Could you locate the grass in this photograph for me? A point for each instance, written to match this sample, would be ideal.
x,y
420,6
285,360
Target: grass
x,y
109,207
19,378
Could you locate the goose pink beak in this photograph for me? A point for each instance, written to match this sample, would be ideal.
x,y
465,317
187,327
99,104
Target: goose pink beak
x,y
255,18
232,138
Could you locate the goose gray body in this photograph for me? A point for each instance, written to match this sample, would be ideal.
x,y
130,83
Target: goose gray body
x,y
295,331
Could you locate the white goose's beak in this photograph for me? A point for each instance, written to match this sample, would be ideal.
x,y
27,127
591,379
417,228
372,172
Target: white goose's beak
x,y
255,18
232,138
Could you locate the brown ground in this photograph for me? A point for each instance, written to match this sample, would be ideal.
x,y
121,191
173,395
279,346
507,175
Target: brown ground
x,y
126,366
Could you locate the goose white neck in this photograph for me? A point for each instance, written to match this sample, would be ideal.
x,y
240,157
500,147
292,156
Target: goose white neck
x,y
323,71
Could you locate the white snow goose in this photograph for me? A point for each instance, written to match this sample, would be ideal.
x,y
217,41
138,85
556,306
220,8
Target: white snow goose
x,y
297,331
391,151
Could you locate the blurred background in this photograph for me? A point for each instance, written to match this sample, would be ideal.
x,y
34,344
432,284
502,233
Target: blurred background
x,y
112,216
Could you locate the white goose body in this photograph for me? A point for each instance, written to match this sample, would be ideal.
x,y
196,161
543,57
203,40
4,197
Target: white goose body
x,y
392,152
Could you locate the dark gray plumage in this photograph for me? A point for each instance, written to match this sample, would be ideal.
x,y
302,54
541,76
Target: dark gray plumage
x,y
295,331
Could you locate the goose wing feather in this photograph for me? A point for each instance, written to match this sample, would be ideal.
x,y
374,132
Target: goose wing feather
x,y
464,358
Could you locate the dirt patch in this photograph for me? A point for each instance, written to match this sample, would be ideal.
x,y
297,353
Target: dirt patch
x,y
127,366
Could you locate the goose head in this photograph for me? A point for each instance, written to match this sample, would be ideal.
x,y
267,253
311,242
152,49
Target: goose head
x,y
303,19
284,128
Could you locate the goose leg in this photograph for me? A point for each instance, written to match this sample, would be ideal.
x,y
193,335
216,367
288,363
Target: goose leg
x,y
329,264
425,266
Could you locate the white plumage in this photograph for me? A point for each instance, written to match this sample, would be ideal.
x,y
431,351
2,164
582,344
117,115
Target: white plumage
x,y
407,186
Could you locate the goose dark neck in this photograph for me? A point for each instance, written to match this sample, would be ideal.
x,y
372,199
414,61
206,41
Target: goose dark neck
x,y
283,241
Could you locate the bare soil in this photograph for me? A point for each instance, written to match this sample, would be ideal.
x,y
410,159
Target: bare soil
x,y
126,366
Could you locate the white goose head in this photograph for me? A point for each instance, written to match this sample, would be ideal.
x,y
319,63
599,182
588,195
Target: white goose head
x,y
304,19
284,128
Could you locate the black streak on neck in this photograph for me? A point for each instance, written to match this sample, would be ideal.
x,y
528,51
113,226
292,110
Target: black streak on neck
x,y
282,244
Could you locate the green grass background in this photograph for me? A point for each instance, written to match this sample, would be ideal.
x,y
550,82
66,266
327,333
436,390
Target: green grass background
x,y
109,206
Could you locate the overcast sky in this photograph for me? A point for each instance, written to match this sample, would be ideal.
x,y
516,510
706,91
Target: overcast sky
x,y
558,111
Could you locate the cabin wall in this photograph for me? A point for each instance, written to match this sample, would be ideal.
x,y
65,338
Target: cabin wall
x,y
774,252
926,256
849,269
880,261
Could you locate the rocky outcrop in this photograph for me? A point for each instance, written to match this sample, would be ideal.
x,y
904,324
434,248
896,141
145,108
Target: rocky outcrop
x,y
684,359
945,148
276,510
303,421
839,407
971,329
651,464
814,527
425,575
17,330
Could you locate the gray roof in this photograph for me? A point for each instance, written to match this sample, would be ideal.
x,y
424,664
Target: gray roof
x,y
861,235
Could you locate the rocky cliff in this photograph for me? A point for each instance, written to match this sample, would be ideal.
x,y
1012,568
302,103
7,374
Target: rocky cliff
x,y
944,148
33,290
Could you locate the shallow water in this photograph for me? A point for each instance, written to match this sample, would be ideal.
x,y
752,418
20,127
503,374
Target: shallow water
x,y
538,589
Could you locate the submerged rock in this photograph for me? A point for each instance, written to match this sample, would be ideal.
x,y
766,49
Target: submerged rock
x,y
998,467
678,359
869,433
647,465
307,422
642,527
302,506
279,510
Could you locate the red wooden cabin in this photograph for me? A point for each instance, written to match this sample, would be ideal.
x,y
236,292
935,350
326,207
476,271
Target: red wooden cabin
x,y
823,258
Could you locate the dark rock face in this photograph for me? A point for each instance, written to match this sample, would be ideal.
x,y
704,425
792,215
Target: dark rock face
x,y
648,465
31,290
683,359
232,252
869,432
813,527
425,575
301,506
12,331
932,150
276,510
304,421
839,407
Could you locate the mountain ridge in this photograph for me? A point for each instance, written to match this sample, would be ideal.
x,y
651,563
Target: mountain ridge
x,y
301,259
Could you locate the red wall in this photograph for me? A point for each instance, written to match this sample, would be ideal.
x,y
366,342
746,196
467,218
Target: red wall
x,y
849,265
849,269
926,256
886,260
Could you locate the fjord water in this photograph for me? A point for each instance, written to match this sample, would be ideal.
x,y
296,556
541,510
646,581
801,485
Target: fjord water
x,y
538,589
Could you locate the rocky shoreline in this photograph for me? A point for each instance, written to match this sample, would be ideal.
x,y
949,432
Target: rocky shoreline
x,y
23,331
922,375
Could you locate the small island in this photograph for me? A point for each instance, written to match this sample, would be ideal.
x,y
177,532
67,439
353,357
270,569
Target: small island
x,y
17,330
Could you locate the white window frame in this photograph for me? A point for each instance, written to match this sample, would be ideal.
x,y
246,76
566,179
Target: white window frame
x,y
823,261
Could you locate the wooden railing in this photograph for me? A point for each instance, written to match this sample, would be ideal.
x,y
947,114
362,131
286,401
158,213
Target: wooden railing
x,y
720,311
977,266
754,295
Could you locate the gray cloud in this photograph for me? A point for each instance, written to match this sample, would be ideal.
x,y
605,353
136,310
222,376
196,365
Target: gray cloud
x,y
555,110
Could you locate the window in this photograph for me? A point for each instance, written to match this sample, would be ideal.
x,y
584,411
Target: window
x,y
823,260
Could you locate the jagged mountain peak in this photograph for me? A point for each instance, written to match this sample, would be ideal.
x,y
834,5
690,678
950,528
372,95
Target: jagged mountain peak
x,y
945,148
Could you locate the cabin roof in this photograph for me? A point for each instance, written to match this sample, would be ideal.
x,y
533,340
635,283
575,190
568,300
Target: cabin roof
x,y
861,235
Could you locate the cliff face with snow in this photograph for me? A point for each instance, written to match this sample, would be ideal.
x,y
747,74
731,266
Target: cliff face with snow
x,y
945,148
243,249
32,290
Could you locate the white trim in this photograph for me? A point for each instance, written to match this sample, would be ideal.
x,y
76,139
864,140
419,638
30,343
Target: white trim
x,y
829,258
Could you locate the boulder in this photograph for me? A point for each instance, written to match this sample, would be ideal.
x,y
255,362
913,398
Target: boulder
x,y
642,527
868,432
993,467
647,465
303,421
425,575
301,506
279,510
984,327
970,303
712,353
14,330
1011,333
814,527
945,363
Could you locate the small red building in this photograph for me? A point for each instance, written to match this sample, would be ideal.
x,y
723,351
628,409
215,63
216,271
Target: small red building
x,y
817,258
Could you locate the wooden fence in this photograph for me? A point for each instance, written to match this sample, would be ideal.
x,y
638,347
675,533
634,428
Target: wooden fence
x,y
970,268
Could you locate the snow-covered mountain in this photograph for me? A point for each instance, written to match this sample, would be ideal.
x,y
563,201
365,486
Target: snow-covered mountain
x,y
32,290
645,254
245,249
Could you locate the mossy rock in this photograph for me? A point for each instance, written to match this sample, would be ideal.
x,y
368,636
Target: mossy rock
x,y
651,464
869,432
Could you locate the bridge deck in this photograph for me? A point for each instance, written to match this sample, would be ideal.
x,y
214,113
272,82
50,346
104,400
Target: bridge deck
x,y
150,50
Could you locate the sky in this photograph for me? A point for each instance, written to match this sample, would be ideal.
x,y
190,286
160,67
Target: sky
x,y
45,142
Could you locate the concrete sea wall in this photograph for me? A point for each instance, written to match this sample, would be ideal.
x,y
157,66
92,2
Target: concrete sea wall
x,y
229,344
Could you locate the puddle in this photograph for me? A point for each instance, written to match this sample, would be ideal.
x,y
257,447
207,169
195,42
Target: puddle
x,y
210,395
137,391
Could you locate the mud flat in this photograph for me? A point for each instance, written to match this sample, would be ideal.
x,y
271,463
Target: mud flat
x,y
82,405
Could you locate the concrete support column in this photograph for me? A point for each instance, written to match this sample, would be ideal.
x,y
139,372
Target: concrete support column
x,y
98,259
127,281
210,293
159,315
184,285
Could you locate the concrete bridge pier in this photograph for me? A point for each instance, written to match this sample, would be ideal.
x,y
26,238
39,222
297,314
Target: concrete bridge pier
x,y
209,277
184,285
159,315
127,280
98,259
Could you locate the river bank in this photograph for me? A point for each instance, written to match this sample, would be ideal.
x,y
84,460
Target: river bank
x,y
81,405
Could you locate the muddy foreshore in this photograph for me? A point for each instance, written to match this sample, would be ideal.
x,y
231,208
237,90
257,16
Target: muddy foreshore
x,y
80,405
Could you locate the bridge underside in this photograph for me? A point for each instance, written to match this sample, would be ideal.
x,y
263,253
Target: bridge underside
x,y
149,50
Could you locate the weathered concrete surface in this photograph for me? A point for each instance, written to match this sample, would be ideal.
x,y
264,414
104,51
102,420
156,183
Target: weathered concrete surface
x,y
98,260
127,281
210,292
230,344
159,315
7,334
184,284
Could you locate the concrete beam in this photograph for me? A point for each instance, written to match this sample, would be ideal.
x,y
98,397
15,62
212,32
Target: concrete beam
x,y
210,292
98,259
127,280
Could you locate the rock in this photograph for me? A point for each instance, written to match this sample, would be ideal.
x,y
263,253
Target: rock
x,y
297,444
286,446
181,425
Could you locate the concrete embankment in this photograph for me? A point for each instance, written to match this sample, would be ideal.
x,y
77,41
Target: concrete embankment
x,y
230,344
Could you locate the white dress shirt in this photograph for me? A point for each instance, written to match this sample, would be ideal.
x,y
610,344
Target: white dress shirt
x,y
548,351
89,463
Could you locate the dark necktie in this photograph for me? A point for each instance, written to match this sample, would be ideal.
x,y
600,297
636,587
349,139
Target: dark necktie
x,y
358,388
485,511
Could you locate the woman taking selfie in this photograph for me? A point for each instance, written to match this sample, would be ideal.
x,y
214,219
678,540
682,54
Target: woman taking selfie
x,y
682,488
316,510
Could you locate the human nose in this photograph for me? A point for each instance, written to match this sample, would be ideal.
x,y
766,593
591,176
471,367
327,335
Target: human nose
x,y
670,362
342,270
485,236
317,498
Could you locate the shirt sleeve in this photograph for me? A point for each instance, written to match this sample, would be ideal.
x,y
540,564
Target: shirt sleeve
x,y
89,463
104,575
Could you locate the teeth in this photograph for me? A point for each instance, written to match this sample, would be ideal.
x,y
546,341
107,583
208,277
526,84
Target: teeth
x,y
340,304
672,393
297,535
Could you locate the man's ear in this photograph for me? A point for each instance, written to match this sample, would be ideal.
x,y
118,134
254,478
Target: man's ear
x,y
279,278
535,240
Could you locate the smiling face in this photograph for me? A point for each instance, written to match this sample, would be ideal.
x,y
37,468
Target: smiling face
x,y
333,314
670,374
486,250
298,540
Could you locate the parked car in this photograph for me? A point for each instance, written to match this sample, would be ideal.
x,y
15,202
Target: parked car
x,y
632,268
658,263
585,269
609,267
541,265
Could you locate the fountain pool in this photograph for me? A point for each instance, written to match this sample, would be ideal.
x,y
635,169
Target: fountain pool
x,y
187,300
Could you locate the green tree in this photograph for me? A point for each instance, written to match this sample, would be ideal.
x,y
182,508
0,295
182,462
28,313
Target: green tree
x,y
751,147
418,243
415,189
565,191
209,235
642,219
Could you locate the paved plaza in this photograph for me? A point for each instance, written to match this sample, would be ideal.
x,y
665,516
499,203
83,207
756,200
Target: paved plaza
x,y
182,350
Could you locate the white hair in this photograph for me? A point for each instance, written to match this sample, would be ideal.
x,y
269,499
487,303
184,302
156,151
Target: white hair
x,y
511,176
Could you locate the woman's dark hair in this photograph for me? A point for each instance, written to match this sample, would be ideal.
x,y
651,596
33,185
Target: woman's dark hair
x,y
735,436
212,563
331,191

* **EXERCISE**
From the "Could you locate the parked" line to the close of the listing, restate each line word for word.

* **TASK SOLUTION**
Could you locate the parked car in this photograph for me? A point for each instance, written to match this sample, would be ideal.
x,y
15,202
Target: parked car
x,y
632,268
658,263
585,269
609,267
541,265
Could you locate the fountain pool in this photograph for me? A point for each instance, written to match this sample, would be ideal.
x,y
635,169
Target: fountain pool
x,y
187,300
Could you locate the green tree in this photograph for me? A point for each instance, written to match this sample, would be ideal.
x,y
182,508
0,295
182,462
28,313
Target: green tree
x,y
751,147
418,243
415,189
565,191
209,235
642,219
Could you locate the paved plaza in this photograph for me? A point for each instance, written to match this sample, would be ideal.
x,y
665,516
499,203
83,207
756,200
Target: paved plaza
x,y
182,350
Could you locate the white hair in this photograph for me? A point for each instance, written to match this sample, would be ideal.
x,y
269,499
487,303
184,302
156,151
Target: white hair
x,y
511,176
Could you locate the woman's dark hair in this photograph for me? A point for each instance, written to match this sample, would be ideal.
x,y
651,596
33,185
Target: woman's dark hair
x,y
735,436
212,563
331,191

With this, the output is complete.